WHAT TO PRODUCE.
Quote all of the material below word for word, but leave out the pictures.

Collected data.
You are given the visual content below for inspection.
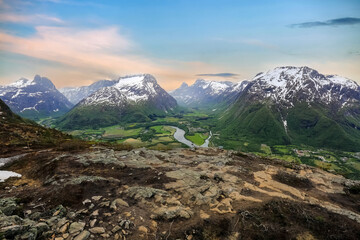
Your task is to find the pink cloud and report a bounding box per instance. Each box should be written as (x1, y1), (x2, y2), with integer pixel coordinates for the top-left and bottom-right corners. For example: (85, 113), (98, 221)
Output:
(0, 26), (219, 89)
(0, 13), (64, 24)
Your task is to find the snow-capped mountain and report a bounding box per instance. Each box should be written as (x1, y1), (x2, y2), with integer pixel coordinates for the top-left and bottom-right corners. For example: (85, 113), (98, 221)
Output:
(218, 67), (360, 151)
(59, 80), (116, 104)
(0, 75), (73, 118)
(247, 67), (360, 106)
(169, 79), (248, 107)
(59, 74), (177, 129)
(79, 74), (176, 111)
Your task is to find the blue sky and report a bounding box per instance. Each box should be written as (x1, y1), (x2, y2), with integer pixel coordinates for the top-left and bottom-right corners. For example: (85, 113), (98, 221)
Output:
(0, 0), (360, 89)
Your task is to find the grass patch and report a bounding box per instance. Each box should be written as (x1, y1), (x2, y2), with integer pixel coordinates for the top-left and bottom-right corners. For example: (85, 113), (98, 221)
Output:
(185, 133), (208, 146)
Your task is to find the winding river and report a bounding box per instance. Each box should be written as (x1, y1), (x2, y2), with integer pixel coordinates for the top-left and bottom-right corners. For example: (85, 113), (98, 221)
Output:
(0, 154), (26, 182)
(170, 126), (212, 148)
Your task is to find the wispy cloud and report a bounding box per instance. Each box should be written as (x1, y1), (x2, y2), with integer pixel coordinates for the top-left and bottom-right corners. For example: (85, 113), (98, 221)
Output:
(289, 17), (360, 28)
(0, 13), (64, 24)
(0, 26), (219, 89)
(196, 73), (240, 78)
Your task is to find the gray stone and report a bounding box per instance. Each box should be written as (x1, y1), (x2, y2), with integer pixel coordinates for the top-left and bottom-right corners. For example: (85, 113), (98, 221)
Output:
(0, 197), (20, 216)
(69, 222), (85, 233)
(89, 227), (105, 234)
(110, 198), (129, 210)
(74, 230), (90, 240)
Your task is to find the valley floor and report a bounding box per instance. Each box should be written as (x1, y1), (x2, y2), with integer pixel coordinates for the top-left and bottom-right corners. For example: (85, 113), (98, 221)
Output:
(0, 147), (360, 240)
(55, 110), (360, 180)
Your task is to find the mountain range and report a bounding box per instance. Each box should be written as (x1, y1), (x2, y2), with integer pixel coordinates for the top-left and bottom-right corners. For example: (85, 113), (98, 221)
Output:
(0, 75), (73, 119)
(58, 74), (177, 129)
(0, 66), (360, 151)
(218, 67), (360, 151)
(169, 79), (249, 109)
(59, 80), (116, 105)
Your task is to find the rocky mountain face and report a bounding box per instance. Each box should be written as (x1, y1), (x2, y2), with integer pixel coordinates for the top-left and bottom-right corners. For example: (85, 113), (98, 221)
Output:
(58, 74), (177, 129)
(0, 147), (360, 240)
(169, 79), (248, 108)
(220, 67), (360, 151)
(243, 67), (360, 107)
(0, 99), (70, 154)
(0, 75), (73, 119)
(59, 80), (116, 105)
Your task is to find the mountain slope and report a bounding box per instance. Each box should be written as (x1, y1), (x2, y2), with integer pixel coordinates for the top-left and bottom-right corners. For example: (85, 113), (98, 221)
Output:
(0, 99), (69, 150)
(218, 67), (360, 151)
(169, 79), (248, 108)
(0, 75), (73, 119)
(58, 74), (177, 129)
(59, 80), (116, 104)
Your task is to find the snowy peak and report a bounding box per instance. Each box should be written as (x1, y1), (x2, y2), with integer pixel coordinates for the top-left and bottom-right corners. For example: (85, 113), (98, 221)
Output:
(248, 67), (360, 106)
(32, 75), (56, 90)
(170, 79), (245, 107)
(79, 74), (176, 107)
(0, 75), (72, 118)
(59, 80), (116, 104)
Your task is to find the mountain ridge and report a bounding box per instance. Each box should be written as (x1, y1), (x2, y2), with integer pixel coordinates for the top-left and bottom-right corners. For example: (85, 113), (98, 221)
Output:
(0, 75), (73, 119)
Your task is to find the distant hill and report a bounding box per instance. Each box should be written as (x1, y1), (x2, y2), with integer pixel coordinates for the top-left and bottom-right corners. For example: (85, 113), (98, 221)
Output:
(0, 75), (73, 119)
(57, 74), (177, 129)
(169, 79), (248, 109)
(59, 80), (116, 105)
(218, 67), (360, 151)
(0, 97), (70, 152)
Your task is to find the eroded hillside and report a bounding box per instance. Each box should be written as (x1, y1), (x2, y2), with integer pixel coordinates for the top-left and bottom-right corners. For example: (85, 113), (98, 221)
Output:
(0, 147), (360, 240)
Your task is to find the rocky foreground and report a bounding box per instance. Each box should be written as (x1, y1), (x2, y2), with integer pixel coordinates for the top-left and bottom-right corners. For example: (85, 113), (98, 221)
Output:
(0, 147), (360, 240)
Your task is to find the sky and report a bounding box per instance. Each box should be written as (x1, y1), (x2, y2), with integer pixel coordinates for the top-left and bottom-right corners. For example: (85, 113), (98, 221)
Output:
(0, 0), (360, 90)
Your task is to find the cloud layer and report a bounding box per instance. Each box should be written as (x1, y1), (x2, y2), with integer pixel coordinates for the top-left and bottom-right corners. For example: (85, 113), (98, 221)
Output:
(290, 17), (360, 28)
(196, 73), (240, 78)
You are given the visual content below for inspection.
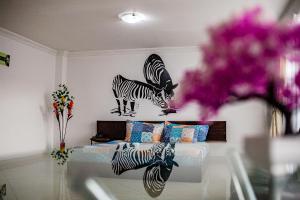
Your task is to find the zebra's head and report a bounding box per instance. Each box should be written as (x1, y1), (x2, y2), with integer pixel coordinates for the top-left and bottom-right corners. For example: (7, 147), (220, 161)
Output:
(163, 80), (178, 100)
(152, 87), (168, 108)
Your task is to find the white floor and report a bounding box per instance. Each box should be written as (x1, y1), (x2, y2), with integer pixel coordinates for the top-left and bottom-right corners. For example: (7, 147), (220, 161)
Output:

SOLUTION TO THE EXERCISE.
You are given the visual content below for inspection.
Your task is to find the pink cloud and report a bounding box per instance. Each box should be written as (x1, y1), (x2, y2), with integer pixel coordinates for the top-left and bottom-right corners. For example: (85, 113), (98, 221)
Output:
(0, 26), (219, 89)
(0, 13), (64, 24)
Your task is to find the snow-capped mountain and report a bounding box per instance. Each box should be written as (x1, y1), (x2, y2), with integer pixel coordinates for the top-left and bottom-right corners. For example: (85, 113), (98, 221)
Output:
(218, 67), (360, 151)
(59, 80), (116, 104)
(0, 75), (73, 118)
(247, 67), (360, 106)
(169, 79), (248, 107)
(59, 74), (177, 129)
(79, 74), (176, 111)
Your task is to find the blue sky and report a bounding box per instance. Each box should be written as (x1, y1), (x2, y2), with integer pixel coordinates for the top-left and bottom-right corners. For example: (85, 113), (98, 221)
Output:
(0, 0), (360, 89)
Your task is to find the grass patch and report a bounding box per instance. Each box should be written as (x1, y1), (x2, y2), with integer pixel coordinates for the top-left and bottom-right corners. For example: (85, 113), (98, 221)
Output:
(185, 133), (208, 146)
Your task is to find the winding river and report a bounding box per instance. Each box should be written as (x1, y1), (x2, y2), with integer pixel coordinates for the top-left and bottom-right corners. For example: (85, 113), (98, 221)
Output:
(0, 154), (26, 182)
(170, 126), (212, 148)
Your task is to find the wispy cloud and report a bounding box per instance. Each box should be written as (x1, y1), (x2, y2), with integer pixel coordinates for the top-left and bottom-right corners. For example: (85, 113), (98, 221)
Output:
(289, 17), (360, 28)
(0, 13), (64, 24)
(0, 26), (219, 89)
(196, 73), (240, 78)
Your task is to find the gray stone and report a bounding box per instance. Each box should be written as (x1, y1), (x2, y2), with integer pixel coordinates for the top-left and bottom-right corners. For example: (85, 113), (98, 221)
Output:
(0, 197), (20, 216)
(69, 222), (85, 233)
(89, 227), (105, 234)
(110, 198), (129, 210)
(74, 230), (90, 240)
Your task is to find the valley floor and report a bounding box per instance. Each box should be written as (x1, y1), (x2, y2), with integer pixel coordinates for the top-left and bottom-right corners. For example: (85, 113), (98, 221)
Output:
(0, 147), (360, 240)
(55, 110), (360, 180)
Your task is to find the mountain range and report a bounding box per instance. Each box should be written as (x1, y1), (x2, y2), with integer pixel coordinates for the top-left and bottom-right corners. For example: (85, 113), (98, 221)
Output:
(0, 75), (73, 119)
(58, 74), (177, 129)
(0, 66), (360, 151)
(218, 67), (360, 151)
(169, 79), (249, 109)
(59, 80), (116, 105)
Your task is to find the rocky mountain face and report a bounding box per instance. Each box should be written as (x1, y1), (x2, y2), with integer pixel coordinates for the top-left and bottom-right corners. For example: (85, 113), (98, 221)
Output:
(58, 74), (177, 129)
(0, 147), (360, 240)
(169, 79), (248, 108)
(220, 67), (360, 151)
(243, 67), (360, 107)
(0, 99), (70, 154)
(0, 75), (73, 119)
(59, 80), (116, 105)
Your task is to find the mountain slope and report a bounding box per instance. Each box should be written as (x1, y1), (x2, y2), with integer pixel coordinates for the top-left and bottom-right corners. For example: (85, 113), (98, 221)
Output:
(0, 99), (69, 150)
(218, 67), (360, 151)
(169, 79), (248, 108)
(0, 75), (73, 119)
(58, 74), (177, 129)
(59, 80), (116, 104)
Your task is to find the snowy peak and report a bounding box per instance. Each box should be written as (x1, y1), (x2, y2), with integer pixel coordinates for the top-left and bottom-right corners. For example: (85, 113), (98, 221)
Output:
(248, 67), (360, 106)
(32, 75), (56, 90)
(170, 79), (245, 107)
(79, 74), (176, 107)
(0, 75), (72, 118)
(59, 80), (116, 104)
Your task is to find the mountain ridge and report a bounding box per instance. Each box should be written as (x1, y1), (x2, y2), with integer pixel coordinates for the top-left and bottom-right corners. For example: (85, 113), (98, 221)
Output:
(0, 75), (73, 119)
Your task is to find the distant hill and report a bounding box per instance. Each box should be written as (x1, y1), (x2, y2), with integer pixel coordinates for the top-left and bottom-right corners. For example: (85, 113), (98, 221)
Output:
(0, 75), (73, 119)
(57, 74), (177, 129)
(169, 79), (248, 109)
(59, 80), (116, 105)
(218, 67), (360, 151)
(0, 97), (70, 152)
Your task is to find the eroded hillside and report a bounding box per instance. Each box should be written as (x1, y1), (x2, y2), with integer pixel coordinates for the top-left and bottom-right corners. For example: (85, 113), (98, 221)
Output:
(0, 147), (360, 240)
Your task is to find the rocky foreground and report a bounding box per instance. Each box should be written as (x1, y1), (x2, y2), with integer pixel coordinates for the top-left and bottom-right corners. For example: (85, 113), (98, 221)
Output:
(0, 147), (360, 240)
Your task is to find the sky and report a bounding box per instance. Each box should be written as (x1, y1), (x2, y2), with integer pixel coordinates for the top-left and bottom-right corners. For example: (85, 113), (98, 221)
Output:
(0, 0), (360, 90)
Your task is to find the cloud layer and report a bounding box per instance. Each box should be written as (x1, y1), (x2, y2), with integer pixel coordinates for the top-left and bottom-right corners. For example: (85, 113), (98, 221)
Output:
(290, 17), (360, 28)
(196, 73), (240, 78)
You are given the visual content below for inspection.
Your task is to find the zebra's head and report a bounding box per instance. Each box should be written as (x1, y1), (x2, y2), with integer pixel coordinates for the top-left and bottom-right corners. For example: (7, 147), (220, 161)
Output:
(163, 80), (178, 100)
(152, 87), (168, 108)
Your task is to find the white floor and report a bounding box per instance. Each box should be written as (x1, y1), (x2, y2), with integer pixel coordinates for the top-left and bottom-right corners. For example: (7, 147), (220, 161)
Output:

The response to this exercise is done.